◆ Job A ◆
Decide whether each statement below agrees with the Markov chain text. Mark each one yes or no, and quote the words of the text that settle it.
(i) The implementation puts performance ahead of simplicity.
(ii) The graph is stored with adjacency lists instead of a transition matrix.
(iii) In a WeightMap, keys that were not included have zero probability of being drawn.
◆ Job B ◆
Carry the Markov chain text forward from its last line, in the same style.

◆ Supplied text ◆
----------------------------------------

# Markov

This is a Markov chain Python implementation. The main objective was simplicity instead of performance. This was accomplished by using adjacency lists rather than a transition matrix. The implementation is done with two classes, the WeightMap class to handle the weights and the MarkovNode to build the actual graph.

## WeightMap

This class only holds some keys with weights and enables random weighted choices.

In [1]:
from collections import defaultdict
from random import choices

class WeightMap(defaultdict):
    '''Keys with respective weights. Weight type must be acceptable for random.choices.'''
    
    def __init__(self, *args):
        #initialisation possibilities: https://docs.python.org/3/library/stdtypes.html#dict
        #not included children have zero probability to be drawn
        super().__init__(int, *args)
    
    def __call__(self):
        '''Returns a random weighted key.'''
        return choices(list(self.keys()), list(self.values()))[0]

In [2]:
#basic usage
from collections import Counter

wmp = WeightMap({'a':1, 'b':2})

cnt = Counter()
for _ in range(100000):
    cnt.update(wmp())
wmp['b']/wmp['a'], cnt['b']/cnt['a'] #should be nearly equal

(2.0, 1.974685427016093)

## MarkovNode

The WeightMap handles the outgoing connections of a node; MarkovNode then extends it to a complete node of the graph (WeightMap + data of node/state + utilities for training and propagation through graph).

In [3]:
class MarkovNode(WeightMap):
    '''Node to construct a Markov chain out of.'''
    
    def __init__(self, data):
        super().__init__()
        self.data = data
    
    def __hash__(self):
        return hash(self.data)

----------------------------------------

◆ A set of data ◆
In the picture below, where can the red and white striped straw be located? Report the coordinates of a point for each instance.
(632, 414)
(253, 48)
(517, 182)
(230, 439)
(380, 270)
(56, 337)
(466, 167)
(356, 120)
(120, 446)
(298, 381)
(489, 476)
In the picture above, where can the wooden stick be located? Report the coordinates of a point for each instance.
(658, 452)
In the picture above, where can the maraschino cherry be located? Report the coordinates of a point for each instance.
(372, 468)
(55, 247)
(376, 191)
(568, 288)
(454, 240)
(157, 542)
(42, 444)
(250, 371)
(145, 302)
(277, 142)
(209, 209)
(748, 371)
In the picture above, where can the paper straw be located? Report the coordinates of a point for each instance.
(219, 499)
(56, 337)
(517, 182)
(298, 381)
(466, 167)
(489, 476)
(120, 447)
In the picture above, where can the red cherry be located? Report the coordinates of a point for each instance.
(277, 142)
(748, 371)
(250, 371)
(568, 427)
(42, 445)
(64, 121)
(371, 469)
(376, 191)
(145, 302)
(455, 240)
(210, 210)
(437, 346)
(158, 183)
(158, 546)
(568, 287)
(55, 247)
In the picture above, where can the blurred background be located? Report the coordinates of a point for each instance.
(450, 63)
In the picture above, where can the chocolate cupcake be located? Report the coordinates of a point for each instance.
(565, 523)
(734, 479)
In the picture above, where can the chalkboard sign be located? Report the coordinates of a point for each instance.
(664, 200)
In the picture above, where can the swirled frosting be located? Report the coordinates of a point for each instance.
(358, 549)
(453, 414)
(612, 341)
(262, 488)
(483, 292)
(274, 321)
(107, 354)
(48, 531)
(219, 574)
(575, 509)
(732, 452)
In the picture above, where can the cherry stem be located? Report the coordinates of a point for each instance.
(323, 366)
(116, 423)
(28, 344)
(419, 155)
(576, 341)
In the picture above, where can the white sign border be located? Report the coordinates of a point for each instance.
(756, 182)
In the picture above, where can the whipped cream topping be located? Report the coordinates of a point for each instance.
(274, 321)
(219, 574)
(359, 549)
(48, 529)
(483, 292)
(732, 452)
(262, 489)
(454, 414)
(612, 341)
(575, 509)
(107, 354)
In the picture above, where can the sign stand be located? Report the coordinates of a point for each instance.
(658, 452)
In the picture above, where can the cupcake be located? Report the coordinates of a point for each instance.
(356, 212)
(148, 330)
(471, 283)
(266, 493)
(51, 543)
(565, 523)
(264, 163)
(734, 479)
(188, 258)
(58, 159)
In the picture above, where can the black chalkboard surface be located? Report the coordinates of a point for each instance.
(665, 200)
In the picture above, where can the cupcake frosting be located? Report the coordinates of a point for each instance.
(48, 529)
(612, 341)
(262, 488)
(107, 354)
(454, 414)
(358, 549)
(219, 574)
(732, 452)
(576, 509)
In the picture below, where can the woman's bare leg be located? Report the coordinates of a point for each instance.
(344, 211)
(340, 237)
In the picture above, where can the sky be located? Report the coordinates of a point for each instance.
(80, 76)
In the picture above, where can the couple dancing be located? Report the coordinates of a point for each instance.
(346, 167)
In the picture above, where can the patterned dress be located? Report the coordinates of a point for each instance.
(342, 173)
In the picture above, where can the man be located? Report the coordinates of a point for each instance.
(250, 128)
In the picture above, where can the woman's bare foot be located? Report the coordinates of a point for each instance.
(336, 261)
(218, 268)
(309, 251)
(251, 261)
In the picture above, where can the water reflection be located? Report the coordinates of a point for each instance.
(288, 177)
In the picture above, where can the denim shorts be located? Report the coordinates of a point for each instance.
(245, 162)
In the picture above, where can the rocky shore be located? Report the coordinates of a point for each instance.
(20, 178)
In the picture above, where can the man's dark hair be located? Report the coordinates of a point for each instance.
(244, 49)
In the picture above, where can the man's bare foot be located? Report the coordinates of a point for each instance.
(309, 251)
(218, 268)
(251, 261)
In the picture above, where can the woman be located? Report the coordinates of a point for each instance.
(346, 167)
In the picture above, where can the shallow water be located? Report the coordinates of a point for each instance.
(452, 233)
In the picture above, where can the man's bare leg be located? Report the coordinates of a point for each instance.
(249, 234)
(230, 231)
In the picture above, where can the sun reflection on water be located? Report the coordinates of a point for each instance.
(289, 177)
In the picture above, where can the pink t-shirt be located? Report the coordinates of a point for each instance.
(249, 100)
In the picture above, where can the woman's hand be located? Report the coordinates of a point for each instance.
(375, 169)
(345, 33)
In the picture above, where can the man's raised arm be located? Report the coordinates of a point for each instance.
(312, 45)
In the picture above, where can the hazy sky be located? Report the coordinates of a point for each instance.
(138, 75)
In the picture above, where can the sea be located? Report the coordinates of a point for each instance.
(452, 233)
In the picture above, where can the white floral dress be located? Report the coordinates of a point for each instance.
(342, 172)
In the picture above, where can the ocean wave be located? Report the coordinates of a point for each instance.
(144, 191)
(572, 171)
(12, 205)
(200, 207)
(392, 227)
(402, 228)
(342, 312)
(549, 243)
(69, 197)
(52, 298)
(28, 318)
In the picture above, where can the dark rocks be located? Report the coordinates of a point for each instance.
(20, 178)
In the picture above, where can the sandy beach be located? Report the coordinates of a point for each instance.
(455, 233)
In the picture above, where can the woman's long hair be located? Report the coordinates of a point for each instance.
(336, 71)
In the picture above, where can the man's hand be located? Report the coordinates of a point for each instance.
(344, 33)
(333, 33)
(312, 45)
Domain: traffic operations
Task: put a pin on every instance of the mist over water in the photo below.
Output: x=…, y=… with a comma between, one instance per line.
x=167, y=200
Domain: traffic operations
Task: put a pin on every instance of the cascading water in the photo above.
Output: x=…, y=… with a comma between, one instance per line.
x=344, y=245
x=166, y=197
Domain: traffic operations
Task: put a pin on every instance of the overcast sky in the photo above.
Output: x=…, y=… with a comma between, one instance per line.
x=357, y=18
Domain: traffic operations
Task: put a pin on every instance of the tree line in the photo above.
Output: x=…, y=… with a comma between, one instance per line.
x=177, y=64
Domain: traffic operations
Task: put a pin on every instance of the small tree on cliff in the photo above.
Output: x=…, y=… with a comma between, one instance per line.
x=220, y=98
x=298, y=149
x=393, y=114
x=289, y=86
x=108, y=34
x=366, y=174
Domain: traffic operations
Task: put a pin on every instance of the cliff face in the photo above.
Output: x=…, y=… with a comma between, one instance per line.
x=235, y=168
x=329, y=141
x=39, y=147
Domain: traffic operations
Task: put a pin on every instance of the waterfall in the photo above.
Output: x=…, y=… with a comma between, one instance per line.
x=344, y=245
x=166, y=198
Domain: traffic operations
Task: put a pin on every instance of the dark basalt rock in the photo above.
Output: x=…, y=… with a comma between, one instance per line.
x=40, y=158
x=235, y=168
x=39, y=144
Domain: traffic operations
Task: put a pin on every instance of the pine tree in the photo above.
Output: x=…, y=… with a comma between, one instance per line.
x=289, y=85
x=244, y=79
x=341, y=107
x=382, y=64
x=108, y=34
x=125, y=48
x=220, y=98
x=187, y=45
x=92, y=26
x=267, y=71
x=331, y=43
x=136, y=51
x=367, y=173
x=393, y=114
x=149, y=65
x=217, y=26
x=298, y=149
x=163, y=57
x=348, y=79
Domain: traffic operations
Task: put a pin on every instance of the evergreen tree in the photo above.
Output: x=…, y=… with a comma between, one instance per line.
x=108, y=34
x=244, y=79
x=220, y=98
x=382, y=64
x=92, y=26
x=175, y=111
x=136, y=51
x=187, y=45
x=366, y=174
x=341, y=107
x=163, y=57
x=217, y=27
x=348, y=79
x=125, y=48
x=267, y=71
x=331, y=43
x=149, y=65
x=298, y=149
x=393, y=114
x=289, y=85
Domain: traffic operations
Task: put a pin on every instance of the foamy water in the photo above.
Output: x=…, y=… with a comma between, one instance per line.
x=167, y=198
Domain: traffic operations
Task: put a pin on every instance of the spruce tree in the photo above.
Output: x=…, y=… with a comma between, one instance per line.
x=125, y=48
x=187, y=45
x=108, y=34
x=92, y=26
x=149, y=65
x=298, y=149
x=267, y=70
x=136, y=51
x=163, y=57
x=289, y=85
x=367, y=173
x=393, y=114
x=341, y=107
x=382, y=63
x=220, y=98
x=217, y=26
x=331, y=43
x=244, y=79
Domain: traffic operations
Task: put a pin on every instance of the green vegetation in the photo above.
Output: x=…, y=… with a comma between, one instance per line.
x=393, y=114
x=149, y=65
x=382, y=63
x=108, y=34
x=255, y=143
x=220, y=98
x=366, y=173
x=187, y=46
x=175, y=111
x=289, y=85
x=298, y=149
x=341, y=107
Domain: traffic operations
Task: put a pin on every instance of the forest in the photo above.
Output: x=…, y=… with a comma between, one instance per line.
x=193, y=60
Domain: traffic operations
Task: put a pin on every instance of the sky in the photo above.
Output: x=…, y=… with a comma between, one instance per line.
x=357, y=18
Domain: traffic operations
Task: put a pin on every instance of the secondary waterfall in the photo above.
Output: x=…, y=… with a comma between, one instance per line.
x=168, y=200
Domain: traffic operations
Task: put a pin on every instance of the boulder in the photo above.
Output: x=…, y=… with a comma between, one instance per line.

----------------------------------------

◆ Task answer A ◆
(i) No: "The main objective was simplicity instead of performance."
(ii) Yes: "This was accomplished by using adjacency lists rather than a transition matrix."
(iii) Yes: "not included children have zero probability to be drawn"

◆ Task answer B ◆
    def find(nodes, data, add=False):
        '''Returns the first node from the nodes with the given data. Automatic addition to the list is possible.'''
        #find node by data attribute in node list, https://stackoverflow.com/a/7125547
        node = next((node for node in nodes if node.data==data), None)
        
        #if it doesn't exist yet, create and add it or scream
        if node == None:
            if not add:
                raise KeyError
            node = MarkovNode(data)
            nodes += [node]
        
        return node
    
    def inc(self, nodes, childData, increment=1):
        '''Increments the count for the child node with the given data. If it doesn't exist yet, it is created and added.'''
        childNode = MarkovNode.find(nodes, childData, True)
        self[childNode] += increment
        return childNode
    
    def __repr__(self):
        return '{' + repr(self.data) + '| ' + ', '.join([repr(key.data) + ':' + repr(self[key]) for key in self.keys()]) + '}'
    
    #propagates through the graph, from node to node, and returns their data
    #(generator is more compact than full iterator)
    def __iter__(self):
        node = self
        while node: #continue up to node without children
            yield node.data
            node = node()
        yield node.data #don't forget last node

In [4]:
#basic usage
nodes = [MarkovNode('a'), MarkovNode('b')]
nodes[0].inc(nodes, 'b')
nodes

[{'a'| 'b':1}, {'b'| }]

## Tests

Construct a Markov chain from a training string, output it and generate an output. As start a node with an empty string is use;, as end a node with a line break (and no children) is used.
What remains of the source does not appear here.